### Kutipan Terpilih
Menurut Thabari (Tarikh I/2414 dst) Untuk melaksanakan tugas-tugas administratif, Umar bin Khatab  mengorganisir para  petugas yang mengatur diwan (gaji), pembagian rampasan perang dan lain-lain sebagai berikut : ”bahwa untuk mendistribusikan tiap kelompok dipecah kedalam group-group (unit-unit kecil) sebagai penanggungjawab unit kecil/ group ditunjuk satu orang  pengawas dari tiap group. Para pengawas group/unit kecil tersebut dinamakan dengan ’Irafah (sipemikul tanggung jawab sebagai arif (jamak ’urafa), dan sejumlah besar para ’Urafa tersebut,- sebagaimana disebutkan oleh Thabari (Tarikh I/2496)- kemudian  dinamakan dengan ASYRAF AL QABA’IL, mereka yang mendapat sebutan ASYRAF AL QABAIL ini bukan hanya para ’Urafa saja, tetapi juga para pemimpin Klan/Kabilah. Karena Para Pemimpin Klan ada yang merangkap jabatan sebagai ’Urafa.

### Tugas A
Geser setiap koordinat dalam jawaban dengan menambahkan -96 pada tiap angkanya, lalu tulis ulang semua baris catatan, termasuk baris Target, mulai dari baris yang memuat "Target: water droplet on tomato" sampai akhir catatan, dengan kedua ujungnya ikut disertakan.

### Data Masukan
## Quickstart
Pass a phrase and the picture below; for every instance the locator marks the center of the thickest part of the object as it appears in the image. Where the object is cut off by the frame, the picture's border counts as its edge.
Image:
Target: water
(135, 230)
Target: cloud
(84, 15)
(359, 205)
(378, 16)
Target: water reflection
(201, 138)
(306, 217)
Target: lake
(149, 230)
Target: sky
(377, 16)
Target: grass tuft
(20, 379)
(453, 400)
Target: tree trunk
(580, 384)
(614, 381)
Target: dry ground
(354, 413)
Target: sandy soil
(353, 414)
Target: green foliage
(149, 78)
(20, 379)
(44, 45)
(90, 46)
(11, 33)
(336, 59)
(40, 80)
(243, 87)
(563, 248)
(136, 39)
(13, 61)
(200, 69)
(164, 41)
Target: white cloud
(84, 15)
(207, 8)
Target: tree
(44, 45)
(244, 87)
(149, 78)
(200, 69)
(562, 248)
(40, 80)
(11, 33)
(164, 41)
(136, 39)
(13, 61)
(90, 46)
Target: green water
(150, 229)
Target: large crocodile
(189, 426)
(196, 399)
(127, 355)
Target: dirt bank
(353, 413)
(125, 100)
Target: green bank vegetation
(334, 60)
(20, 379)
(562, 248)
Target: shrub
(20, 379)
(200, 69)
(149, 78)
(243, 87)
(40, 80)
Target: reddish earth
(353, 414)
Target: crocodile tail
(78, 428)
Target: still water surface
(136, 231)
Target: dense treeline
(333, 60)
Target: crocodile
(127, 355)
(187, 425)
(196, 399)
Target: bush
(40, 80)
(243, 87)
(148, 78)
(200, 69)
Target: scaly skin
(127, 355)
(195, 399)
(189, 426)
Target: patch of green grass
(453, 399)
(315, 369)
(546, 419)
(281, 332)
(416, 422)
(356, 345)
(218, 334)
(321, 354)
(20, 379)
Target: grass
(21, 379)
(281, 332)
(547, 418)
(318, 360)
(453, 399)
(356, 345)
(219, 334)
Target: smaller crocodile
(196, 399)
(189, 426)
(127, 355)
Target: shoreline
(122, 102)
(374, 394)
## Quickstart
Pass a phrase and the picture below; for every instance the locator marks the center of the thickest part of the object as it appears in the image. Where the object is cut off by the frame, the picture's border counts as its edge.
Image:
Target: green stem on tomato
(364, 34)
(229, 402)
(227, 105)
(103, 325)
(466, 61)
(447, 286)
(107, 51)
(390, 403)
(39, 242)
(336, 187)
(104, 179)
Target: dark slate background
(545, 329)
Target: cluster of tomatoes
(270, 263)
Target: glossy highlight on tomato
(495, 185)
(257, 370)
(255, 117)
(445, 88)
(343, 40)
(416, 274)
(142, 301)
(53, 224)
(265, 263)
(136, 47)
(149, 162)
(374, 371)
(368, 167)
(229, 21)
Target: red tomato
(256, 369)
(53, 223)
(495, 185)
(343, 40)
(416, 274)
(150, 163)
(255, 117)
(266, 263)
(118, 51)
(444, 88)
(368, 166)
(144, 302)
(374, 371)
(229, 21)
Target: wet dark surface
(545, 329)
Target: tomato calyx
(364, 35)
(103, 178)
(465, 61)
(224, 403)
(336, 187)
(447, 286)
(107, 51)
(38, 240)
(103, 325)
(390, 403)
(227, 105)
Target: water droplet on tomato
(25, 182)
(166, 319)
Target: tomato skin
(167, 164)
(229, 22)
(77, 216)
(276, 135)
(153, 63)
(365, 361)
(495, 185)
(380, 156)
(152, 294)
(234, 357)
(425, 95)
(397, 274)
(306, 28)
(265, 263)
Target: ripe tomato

### Tugas B
Lanjutkan kutipan tentang penataan petugas administrasi oleh Umar bin Khatab dari kalimat terakhirnya.

### Jawaban A
Target: water droplet on tomato
(-71, 86)
(70, 223)
Target: tomato skin
(71, 68)
(133, -74)
(-19, 120)
(180, 39)
(57, -33)
(269, 265)
(399, 89)
(284, 60)
(56, 198)
(138, 261)
(329, -1)
(301, 178)
(210, -68)
(169, 167)
Target: ripe tomato

### Jawaban B
Menurut Thabari di halaman yang sama, Umar bin Khatab pada tahun 20/641 menetapkan kriteria diwan (penggajian) penduduk kufah  sebagai berikut :
Bahwa jumlah gaji yang diterimakan (penduduk kufah) besaranya mengkiti urutan sebagai berikut
  1. Penerima gaji tertinggi adalah group Muhajirin dan Anshar.
  2. Urutan kedua adalah mereka yang ikut dalam operasi melawan kemurtadan dan pemberontakan
  3. Urutan  ketiga  mereka yang disebut sebagai Ahl al ayyam wa’l Qadisiyah  yakni mereka yang ikut ke Yarmuk dan Qadisiyah dan kemudian ambil bagian dalam pertempuran ini.
  4. Urutan ke empat adalah mereka yang disebut sebagai rawadif  yakni mereka  yang datang ke kufah setelah Yarmuk dan Qadisiyah,
  5. Berikutnya adalah gelombang imigran yang dijenjangkan  menurut waktu mereka pertama kali ikut penakulukan-penaklukan.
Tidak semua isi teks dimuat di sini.